— Start of Stored rows —

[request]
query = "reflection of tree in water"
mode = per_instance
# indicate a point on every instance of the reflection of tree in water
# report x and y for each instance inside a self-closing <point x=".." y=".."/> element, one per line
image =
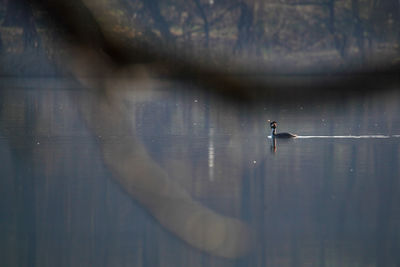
<point x="107" y="114"/>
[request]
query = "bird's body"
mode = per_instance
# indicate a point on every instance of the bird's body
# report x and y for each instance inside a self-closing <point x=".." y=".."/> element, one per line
<point x="274" y="134"/>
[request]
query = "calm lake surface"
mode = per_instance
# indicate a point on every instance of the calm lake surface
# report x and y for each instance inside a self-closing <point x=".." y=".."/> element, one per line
<point x="318" y="200"/>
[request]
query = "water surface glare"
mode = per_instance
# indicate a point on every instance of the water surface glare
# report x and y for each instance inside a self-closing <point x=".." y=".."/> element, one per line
<point x="172" y="177"/>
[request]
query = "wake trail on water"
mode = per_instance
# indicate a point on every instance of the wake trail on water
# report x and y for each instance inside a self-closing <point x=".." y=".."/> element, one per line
<point x="345" y="136"/>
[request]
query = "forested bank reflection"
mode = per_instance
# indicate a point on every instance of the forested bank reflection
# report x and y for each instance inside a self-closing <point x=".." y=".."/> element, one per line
<point x="311" y="202"/>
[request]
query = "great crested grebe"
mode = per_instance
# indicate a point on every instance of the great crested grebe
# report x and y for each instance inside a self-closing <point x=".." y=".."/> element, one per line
<point x="279" y="135"/>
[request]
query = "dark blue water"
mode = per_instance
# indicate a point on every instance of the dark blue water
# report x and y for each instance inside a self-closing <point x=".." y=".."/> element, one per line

— End of Stored rows —

> _Exercise aim_:
Leave out the pictures and transcribe everything else exactly.

> _Solution for this problem_:
[request]
query = "reflection of tree in water"
mode = per_instance
# indicate a point on every instance of the reflection of tree in water
# report x and y for each instance inside a self-closing <point x=".." y=".."/> element, one per line
image =
<point x="107" y="114"/>
[request]
query = "bird's body"
mode = per_instance
# indicate a point on every instance of the bird's body
# report x and y for each instance inside a self-closing <point x=".." y=".."/> element, one per line
<point x="274" y="134"/>
[request]
query = "calm lake surface"
mode = per_instance
# indicate a point on every instance of the calm lake surface
# report x and y for each instance inside a self-closing <point x=".." y=".."/> element, one per line
<point x="318" y="200"/>
[request]
query = "water surface glare"
mode = per_instance
# indicate a point on every instance of the water surface glare
# report x and y for each instance inside a self-closing <point x=".." y=".."/> element, one per line
<point x="172" y="177"/>
[request]
query = "wake trail on water"
mode = per_instance
# indicate a point on every instance of the wake trail on water
# report x and y for each instance inside a self-closing <point x=".." y=".."/> element, one per line
<point x="345" y="136"/>
[request]
query = "forested bank reflection"
mode = per_instance
# indicate a point on every instance of the forested bank reflection
# report x and y for each instance inside a self-closing <point x=".." y=".."/> element, one per line
<point x="311" y="202"/>
[request]
query = "great crested grebe"
mode = per_instance
# indicate a point on every instance of the great crested grebe
# report x and y for each instance inside a self-closing <point x=".." y=".."/> element, one per line
<point x="279" y="135"/>
[request]
query = "dark blue water"
mode = per_instance
# indicate a point on every instance of the dark blue water
# report x and y for each instance inside a self-closing <point x=".." y=".."/> element, one per line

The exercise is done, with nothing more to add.